*** Opening EXTRACTED MATERIAL ***

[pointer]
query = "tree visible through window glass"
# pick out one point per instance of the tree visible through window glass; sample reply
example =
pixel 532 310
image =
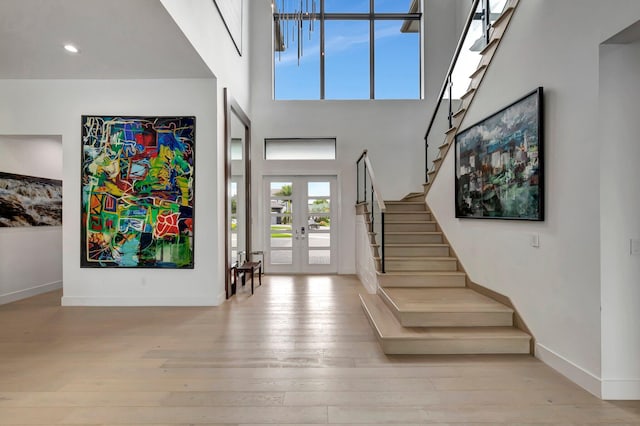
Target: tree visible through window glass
pixel 347 69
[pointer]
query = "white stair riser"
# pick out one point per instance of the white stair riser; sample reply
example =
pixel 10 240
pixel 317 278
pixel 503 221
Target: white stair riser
pixel 410 227
pixel 416 265
pixel 405 207
pixel 413 238
pixel 457 346
pixel 439 251
pixel 422 280
pixel 417 197
pixel 456 319
pixel 448 319
pixel 404 216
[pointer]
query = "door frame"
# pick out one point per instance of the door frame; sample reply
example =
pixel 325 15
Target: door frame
pixel 231 106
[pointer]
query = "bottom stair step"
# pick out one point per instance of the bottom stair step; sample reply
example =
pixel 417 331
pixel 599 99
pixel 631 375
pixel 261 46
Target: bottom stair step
pixel 396 339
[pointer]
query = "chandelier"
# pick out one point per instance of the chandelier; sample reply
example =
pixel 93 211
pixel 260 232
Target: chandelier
pixel 291 19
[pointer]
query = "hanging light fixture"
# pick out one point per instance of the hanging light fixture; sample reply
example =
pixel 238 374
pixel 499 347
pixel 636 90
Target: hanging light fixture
pixel 289 24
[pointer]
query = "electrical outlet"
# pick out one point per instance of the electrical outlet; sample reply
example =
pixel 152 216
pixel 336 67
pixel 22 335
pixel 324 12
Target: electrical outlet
pixel 535 240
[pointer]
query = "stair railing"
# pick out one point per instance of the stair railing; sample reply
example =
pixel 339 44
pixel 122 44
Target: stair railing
pixel 369 194
pixel 474 38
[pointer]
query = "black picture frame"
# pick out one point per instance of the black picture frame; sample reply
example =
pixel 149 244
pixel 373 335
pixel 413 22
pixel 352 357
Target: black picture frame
pixel 499 163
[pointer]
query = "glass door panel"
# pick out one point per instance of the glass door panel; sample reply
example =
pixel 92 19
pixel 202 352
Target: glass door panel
pixel 300 217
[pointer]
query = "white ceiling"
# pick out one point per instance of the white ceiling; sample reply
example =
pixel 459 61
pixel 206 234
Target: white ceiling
pixel 116 38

*** Closing EXTRACTED MATERIAL ***

* TASK TO CARRY OUT *
What is needed is an exact copy of all the data, with no images in it.

* RESULT OF THE TASK *
[pointer]
query = "tree visible through window glass"
# pick out one point per instance of the tree visible through window glass; sample reply
example =
pixel 532 310
image =
Target: tree visible through window glass
pixel 347 69
[pointer]
query = "white stair riser"
# pick out one point per instance of the white stair riser; sample reply
example =
pixel 10 240
pixel 317 278
pixel 503 221
Target: white stair riser
pixel 410 227
pixel 416 265
pixel 405 207
pixel 413 238
pixel 457 346
pixel 439 251
pixel 422 280
pixel 417 197
pixel 456 319
pixel 448 319
pixel 404 216
[pointer]
query = "door frame"
# pick out one point per instance of the door frame; sample reply
example =
pixel 325 15
Target: door frame
pixel 231 106
[pointer]
query = "bottom stair step"
# pick out one point per instance of the bottom stair step; sample reply
example =
pixel 417 331
pixel 599 99
pixel 631 375
pixel 261 46
Target: bottom stair step
pixel 396 339
[pointer]
query = "chandelier"
# pick out one point per instance of the chandelier; sample reply
example =
pixel 93 211
pixel 260 232
Target: chandelier
pixel 291 19
[pointer]
query = "hanging light fixture"
# pick out one point per instance of the hanging light fixture; sample reply
example =
pixel 238 374
pixel 499 347
pixel 636 90
Target: hanging light fixture
pixel 289 24
[pointer]
query = "electrical outlet"
# pick out one point per instance of the electrical outlet; sample reply
example =
pixel 152 216
pixel 336 67
pixel 22 335
pixel 324 12
Target: electrical outlet
pixel 535 240
[pointer]
query = "stair railing"
# pick out one point per instance of the stair railing; sample reply
example =
pixel 339 44
pixel 122 44
Target: stair railing
pixel 369 194
pixel 474 38
[pointer]
query = "black picture frame"
# pick out one point per instance of the black picture frame; sample reply
example =
pixel 149 244
pixel 373 335
pixel 413 22
pixel 352 357
Target: black picture frame
pixel 499 163
[pointer]
query = "glass door panel"
# pick out one point per instance of the glass door panel; sample reply
example =
pixel 92 19
pixel 202 352
Target: glass door panel
pixel 300 217
[pointer]
query = "white ceiling"
# pick out one point per instance of the white ceiling; sample reply
example =
pixel 459 61
pixel 206 234
Target: white ceiling
pixel 116 38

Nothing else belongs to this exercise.